[The problem] Render the lines below as a numbered list, leaving out blank lines and any pictures.

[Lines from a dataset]
══════
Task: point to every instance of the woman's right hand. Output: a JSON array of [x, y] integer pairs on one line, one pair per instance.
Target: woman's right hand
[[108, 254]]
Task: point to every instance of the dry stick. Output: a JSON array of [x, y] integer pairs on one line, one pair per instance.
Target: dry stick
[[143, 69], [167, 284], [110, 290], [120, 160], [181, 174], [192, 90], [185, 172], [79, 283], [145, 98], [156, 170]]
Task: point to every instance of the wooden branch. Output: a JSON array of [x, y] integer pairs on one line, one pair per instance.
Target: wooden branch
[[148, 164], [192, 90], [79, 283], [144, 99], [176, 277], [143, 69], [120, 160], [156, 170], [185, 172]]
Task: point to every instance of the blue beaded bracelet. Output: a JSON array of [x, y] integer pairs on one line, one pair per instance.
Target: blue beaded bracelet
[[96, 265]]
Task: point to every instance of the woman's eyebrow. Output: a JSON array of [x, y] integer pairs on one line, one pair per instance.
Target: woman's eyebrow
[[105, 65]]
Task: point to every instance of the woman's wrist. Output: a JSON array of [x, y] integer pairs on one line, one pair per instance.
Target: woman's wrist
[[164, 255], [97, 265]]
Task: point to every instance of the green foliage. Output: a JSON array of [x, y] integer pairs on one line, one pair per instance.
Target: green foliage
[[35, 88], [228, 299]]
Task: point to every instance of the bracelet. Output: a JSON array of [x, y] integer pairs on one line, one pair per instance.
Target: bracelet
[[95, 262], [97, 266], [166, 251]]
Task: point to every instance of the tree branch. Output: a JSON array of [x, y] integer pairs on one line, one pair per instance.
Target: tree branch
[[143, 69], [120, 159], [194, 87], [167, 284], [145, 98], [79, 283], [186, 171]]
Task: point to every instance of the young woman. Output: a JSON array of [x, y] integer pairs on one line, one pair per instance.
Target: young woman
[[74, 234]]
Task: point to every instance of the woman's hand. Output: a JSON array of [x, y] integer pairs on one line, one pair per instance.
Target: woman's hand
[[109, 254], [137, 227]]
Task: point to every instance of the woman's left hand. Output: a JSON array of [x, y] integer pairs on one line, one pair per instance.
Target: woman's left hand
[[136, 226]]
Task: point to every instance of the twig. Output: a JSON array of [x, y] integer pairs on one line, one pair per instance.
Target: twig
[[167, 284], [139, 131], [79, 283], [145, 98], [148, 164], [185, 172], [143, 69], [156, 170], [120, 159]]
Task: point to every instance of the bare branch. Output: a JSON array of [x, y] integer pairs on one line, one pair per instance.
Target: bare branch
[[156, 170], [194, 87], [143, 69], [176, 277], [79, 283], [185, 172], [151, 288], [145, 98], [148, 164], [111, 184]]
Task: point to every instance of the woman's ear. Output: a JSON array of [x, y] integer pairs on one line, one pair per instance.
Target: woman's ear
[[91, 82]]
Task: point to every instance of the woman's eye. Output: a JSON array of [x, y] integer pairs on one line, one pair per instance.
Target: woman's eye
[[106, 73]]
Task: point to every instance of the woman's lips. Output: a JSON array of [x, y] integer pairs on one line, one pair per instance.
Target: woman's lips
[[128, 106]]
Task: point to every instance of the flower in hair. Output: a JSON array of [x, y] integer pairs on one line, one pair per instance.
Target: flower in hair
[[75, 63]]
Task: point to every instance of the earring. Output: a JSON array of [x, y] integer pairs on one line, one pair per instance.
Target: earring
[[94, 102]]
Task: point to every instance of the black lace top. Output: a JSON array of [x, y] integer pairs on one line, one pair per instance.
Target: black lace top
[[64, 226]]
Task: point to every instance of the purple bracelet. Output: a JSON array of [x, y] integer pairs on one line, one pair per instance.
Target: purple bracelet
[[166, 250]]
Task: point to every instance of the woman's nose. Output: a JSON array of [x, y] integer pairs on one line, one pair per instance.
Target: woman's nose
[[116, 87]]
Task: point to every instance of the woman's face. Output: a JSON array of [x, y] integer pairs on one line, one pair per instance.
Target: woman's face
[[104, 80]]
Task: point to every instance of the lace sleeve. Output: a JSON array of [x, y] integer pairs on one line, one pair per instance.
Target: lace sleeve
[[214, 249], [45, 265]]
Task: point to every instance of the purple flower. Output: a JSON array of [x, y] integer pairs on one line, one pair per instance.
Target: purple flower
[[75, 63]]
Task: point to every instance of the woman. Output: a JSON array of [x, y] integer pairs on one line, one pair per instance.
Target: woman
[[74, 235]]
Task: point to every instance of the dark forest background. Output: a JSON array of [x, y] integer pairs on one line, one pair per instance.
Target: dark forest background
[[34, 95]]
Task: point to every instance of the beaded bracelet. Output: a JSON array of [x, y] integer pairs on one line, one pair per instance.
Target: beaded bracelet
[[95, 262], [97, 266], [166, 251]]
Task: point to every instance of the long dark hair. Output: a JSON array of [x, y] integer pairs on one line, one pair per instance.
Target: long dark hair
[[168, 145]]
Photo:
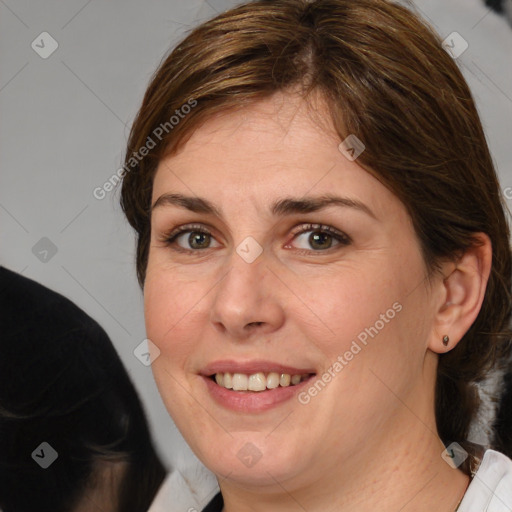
══════
[Problem solution]
1. Task: point to every instance of the woman's right hand. Output: a JSON array of [x, y] integer pairs on one line, one pair per instance.
2. Target: woman's right hand
3. [[108, 254]]
4. Task: point to every instance of the dry stick. Output: a JSON array of [x, y] integer pairs on one line, one pair per instance.
5. Target: dry stick
6. [[143, 69], [167, 284], [110, 290], [120, 160], [181, 174], [192, 90], [185, 172], [79, 283], [145, 98], [156, 170]]
7. Task: point to every instance of the wooden branch. Output: a JSON array of [x, y] integer pairs on one line, one pair per instance.
8. Target: wooden branch
9. [[148, 164], [192, 90], [79, 283], [144, 99], [176, 277], [143, 69], [120, 160], [156, 170], [185, 172]]
10. Task: point to every instance of the blue beaded bracelet. Output: a JSON array of [x, y] integer pairs on one line, one pair per instance.
11. Target: blue beaded bracelet
12. [[96, 265]]
13. Task: point to every instance of the woman's eyebrow. Output: a JSON array of [x, y] integer pairs on one line, one pair per instance.
14. Target: woman's eyebrow
15. [[105, 65]]
16. Task: point to every instance of the woman's wrist. Output: a JSON array of [x, y] integer pairs on one line, one pair per instance.
17. Target: woman's wrist
18. [[164, 255], [97, 265]]
19. Task: point to every instance of the green foliage. Output: a JSON array of [x, y] integer pairs on one line, one pair per instance.
20. Target: green foliage
21. [[35, 88], [228, 299]]
22. Task: point to every instance of the bracelet. Output: a JSON array of [x, y] integer pairs on one line, one pair per instance.
23. Target: bracelet
24. [[95, 262], [97, 266], [166, 251]]
25. Task: point to every instance of the tree branch. Output: a JSON array of [x, y] integer pairs on one line, one pair per instance.
26. Target: tree branch
27. [[143, 69], [120, 159], [194, 87], [167, 284], [145, 98], [79, 283], [186, 171]]
28. Task: point to every instance of the young woman. Output: a JSON array of [x, y] integer pairs on one line, one pair per instance.
29. Target: young woman
30. [[74, 234]]
31. Task: point to every instance of the woman's hand. Output: a JSON array of [x, y] integer pairs on one line, one pair per instance.
32. Target: woman's hand
33. [[109, 254], [137, 227]]
34. Task: point to every instance of the woman's left hand. Output: a JSON array of [x, y] integer pairs on one line, one pair per instance.
35. Target: woman's left hand
36. [[136, 226]]
37. Task: point to every instance of the twig. Output: a JSON array of [x, y] integer pairs on one line, one pair per instance.
38. Target: twig
39. [[167, 284], [139, 131], [79, 283], [145, 98], [148, 164], [185, 172], [143, 69], [156, 170], [120, 159]]
40. Task: point to every instance of the bare branch. Output: a JSON array of [x, y] integer pairs on one line, one pair per instance.
41. Target: bare branch
42. [[156, 170], [194, 87], [143, 69], [176, 277], [79, 283], [185, 172], [151, 288], [145, 98], [148, 164], [111, 184]]
43. Task: point to every instance of the woman's ear. Output: a JSON array of [x, y] integer pairs on one line, one pair per instance.
44. Target: woman's ear
45. [[91, 82]]
46. Task: point to every instance of the woman's eye. Output: a JSON array of [x, y] integer pairs on one line, one pair per instance.
47. Target: woman's eye
48. [[106, 73]]
49. Task: point to every instance of the woman's lips. Output: a JSON array of [x, y] integer pairs on one line, one pair per instance.
50. Target: woman's lips
51. [[128, 106]]
52. Task: point to every instance of the flower in hair. Output: a JSON array of [x, y] integer pairs on one line, one pair per instance.
53. Target: flower in hair
54. [[75, 63]]
55. Task: point to every instance of the earring. Output: a JSON array of [x, y] integer pairs on one line, one pair per instance.
56. Target: earring
57. [[94, 102]]
58. Task: point to every instance of the black lace top. Output: a JSON array of [x, y] integer pairs on one line, one pair per instance.
59. Target: black lace top
60. [[64, 226]]
61. Task: point to every instance of the purple bracelet. Output: a JSON array of [x, y] integer pairs on one line, one pair per instance.
62. Target: purple bracelet
63. [[166, 250]]
64. Task: point to every instance of the woman's nose. Output: a JSON array of [x, y] integer pairs on one line, one pair per instance.
65. Target: woman's nose
66. [[116, 87]]
67. Task: point to every instance of the woman's face. Output: a JSON array of [x, y] integer pairs on one line, one pair per instance.
68. Target: woman's face
69. [[104, 80]]
70. Task: point to every instance of the lace sleeve. Output: a JSON array of [x, y] integer pairs on one line, one pair per instance.
71. Target: lace sleeve
72. [[214, 249], [45, 265]]
73. Task: point to every instance of the purple flower. Output: a JSON array of [x, y] integer pairs on one line, one pair per instance.
74. Target: purple flower
75. [[75, 63]]
76. Task: point to every instance of the woman. Output: a JSON array of [x, y] integer pairs on one line, one pair per instance.
77. Target: woman
78. [[74, 235]]
79. Task: point to every instance of the dark forest background. Output: a JSON array of [x, y] integer pairs on one line, one pair per instance.
80. Target: dark forest background
81. [[34, 95]]
82. Task: point to every instance of the beaded bracelet. Output: a JSON array of [x, y] integer pairs on one line, one pair per instance.
83. Target: beaded bracelet
84. [[95, 262], [97, 266], [166, 251]]
85. Task: point to every instance of the long dark hair. Output: a JSON array of [x, y] integer pairs on one line, one pair per instance.
86. Target: long dark hair
87. [[168, 145]]
88. Photo:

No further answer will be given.